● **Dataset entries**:
====
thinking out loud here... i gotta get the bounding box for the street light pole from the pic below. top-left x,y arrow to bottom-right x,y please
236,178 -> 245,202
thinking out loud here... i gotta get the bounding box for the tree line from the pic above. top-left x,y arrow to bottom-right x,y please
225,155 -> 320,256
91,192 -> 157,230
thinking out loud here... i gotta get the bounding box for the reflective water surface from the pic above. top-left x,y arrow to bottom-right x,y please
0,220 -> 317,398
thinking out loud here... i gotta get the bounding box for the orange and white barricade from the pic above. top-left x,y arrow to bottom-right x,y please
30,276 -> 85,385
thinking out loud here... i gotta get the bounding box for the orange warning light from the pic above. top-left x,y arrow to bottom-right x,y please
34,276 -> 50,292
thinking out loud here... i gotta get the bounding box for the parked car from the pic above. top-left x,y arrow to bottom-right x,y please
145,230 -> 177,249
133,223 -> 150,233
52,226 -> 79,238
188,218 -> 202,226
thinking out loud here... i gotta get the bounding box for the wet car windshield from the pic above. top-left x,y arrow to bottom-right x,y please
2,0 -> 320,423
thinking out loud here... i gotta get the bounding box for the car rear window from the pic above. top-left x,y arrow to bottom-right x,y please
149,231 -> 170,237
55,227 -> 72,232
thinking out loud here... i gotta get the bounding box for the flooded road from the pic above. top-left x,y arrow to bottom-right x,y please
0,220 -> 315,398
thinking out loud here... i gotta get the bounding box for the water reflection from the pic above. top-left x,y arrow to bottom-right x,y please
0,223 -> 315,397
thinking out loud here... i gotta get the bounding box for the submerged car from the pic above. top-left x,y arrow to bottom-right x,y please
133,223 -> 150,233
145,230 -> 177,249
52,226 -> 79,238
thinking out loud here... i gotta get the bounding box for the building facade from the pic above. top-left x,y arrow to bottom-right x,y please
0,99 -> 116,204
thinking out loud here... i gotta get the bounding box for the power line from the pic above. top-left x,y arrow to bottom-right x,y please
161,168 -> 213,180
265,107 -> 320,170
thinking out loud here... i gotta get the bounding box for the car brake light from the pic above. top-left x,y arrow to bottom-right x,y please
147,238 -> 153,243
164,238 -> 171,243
====
● **What to work on**: Please reproduce all of the entries exactly as they stand.

● **The completed task**:
thinking out loud here... i gotta get the bounding box for the street light pole from the pic below. top-left x,y arrow to bottom-right x,y please
236,178 -> 245,202
thinking out loud here... i gotta get the bounding box for the tree line from the pic above. top-left x,y arrow to bottom-right x,y please
225,155 -> 320,256
91,192 -> 157,230
thinking out loud here... i gotta get the bounding box for the reflective water surface from the pic above. top-left x,y arrow to bottom-right x,y please
0,220 -> 317,398
thinking out loud here... i gotta get the bounding box for the orange and white barricade from the pic above. top-left x,y arrow to bottom-right x,y please
30,276 -> 85,385
thinking out loud here... i gotta get the bounding box for the orange warning light from the pic above. top-left x,y arrow to bottom-right x,y please
34,276 -> 50,292
thinking out loud here... i gotta get the bounding box for the parked car from the pic above. top-left x,y arrow to bottom-right x,y please
145,230 -> 177,249
133,223 -> 150,233
52,226 -> 79,238
188,218 -> 202,226
thinking out loud here... i gotta get the bounding box for the wet car windshield from the pic above. top-left x,y arrow to bottom-right x,y please
2,0 -> 320,423
thinking out loud here... i gotta get the bounding box for the car rear window from the pic above. top-left x,y arrow to bottom-right x,y please
149,231 -> 170,237
55,227 -> 72,232
thinking out loud here... i gotta get the bounding box for the flooded road from the pic above. top-left x,y arrow to bottom-right x,y please
0,220 -> 315,398
thinking out loud here... i gotta get the bounding box for the water reflection from the pic above. top-left x,y arrow to bottom-right x,y please
0,223 -> 315,397
thinking out loud here... i gotta get the bounding box for the submerged car from the pic above. top-left x,y arrow to bottom-right x,y please
133,223 -> 150,233
145,230 -> 177,249
52,226 -> 79,238
thinking out loud here... i gotta get the bounding box for the building facade from the pic above. top-left x,y arrow to bottom-right x,y please
0,99 -> 116,204
thinking out loud here... i gotta get the bounding box for the power line from the pic above. top-left x,y arrow to bottom-right x,y please
161,168 -> 213,180
265,107 -> 320,170
thinking out loud here... i gotta get the bounding box for the car brake light from the pic above. top-left x,y arrow to bottom-right x,y please
147,238 -> 153,243
164,238 -> 171,243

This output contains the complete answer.